### Raw records
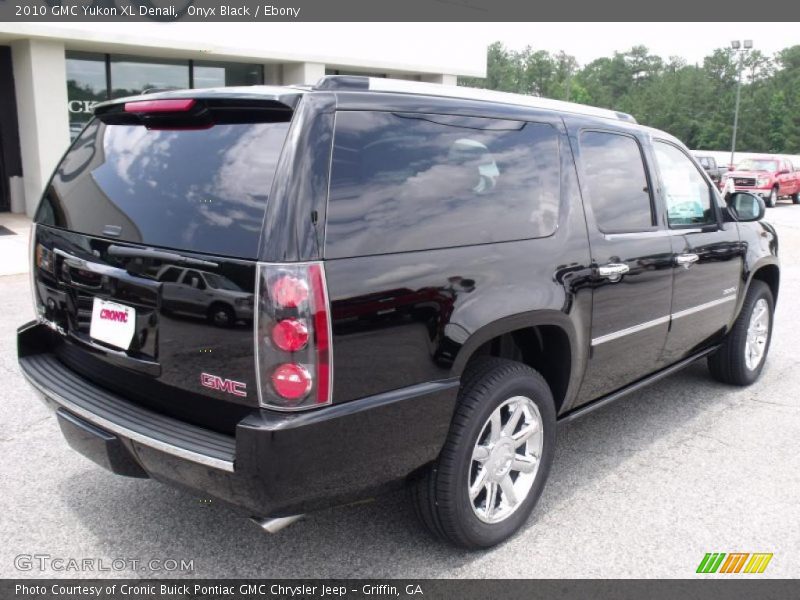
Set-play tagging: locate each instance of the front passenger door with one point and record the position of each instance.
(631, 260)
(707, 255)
######
### Raw records
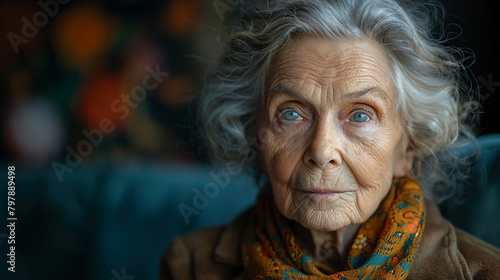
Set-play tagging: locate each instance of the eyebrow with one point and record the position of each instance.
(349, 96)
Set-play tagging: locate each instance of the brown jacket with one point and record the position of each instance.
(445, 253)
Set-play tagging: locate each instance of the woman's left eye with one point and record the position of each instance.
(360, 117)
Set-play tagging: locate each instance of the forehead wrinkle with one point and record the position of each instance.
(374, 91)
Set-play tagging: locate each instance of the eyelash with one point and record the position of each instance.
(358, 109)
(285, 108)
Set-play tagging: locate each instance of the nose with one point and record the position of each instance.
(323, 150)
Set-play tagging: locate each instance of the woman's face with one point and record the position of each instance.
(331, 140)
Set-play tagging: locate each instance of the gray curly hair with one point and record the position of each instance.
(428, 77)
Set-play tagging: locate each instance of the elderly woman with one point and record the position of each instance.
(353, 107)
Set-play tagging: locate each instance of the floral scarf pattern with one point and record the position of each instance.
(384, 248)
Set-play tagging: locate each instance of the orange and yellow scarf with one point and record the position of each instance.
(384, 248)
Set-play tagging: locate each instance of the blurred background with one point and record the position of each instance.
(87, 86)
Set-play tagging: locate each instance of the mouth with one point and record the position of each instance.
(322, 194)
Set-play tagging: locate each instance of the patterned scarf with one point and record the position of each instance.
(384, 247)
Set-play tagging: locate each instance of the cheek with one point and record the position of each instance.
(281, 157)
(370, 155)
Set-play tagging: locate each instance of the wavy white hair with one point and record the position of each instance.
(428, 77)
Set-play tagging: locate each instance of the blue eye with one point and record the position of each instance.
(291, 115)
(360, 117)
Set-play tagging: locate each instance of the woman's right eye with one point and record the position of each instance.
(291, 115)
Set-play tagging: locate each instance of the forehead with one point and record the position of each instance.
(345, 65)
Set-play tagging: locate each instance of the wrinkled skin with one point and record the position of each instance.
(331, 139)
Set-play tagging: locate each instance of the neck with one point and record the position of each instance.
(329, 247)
######
### Aim
Find every line of the material above that contains the string "hair", matching case exactly, and copy each of those lines.

### Task solution
Set-play tagging: locate each instance of the gray curly hair with one point and record the position of each instance.
Set-play tagging: locate each instance of the wavy white hair with one point and record the position of each instance.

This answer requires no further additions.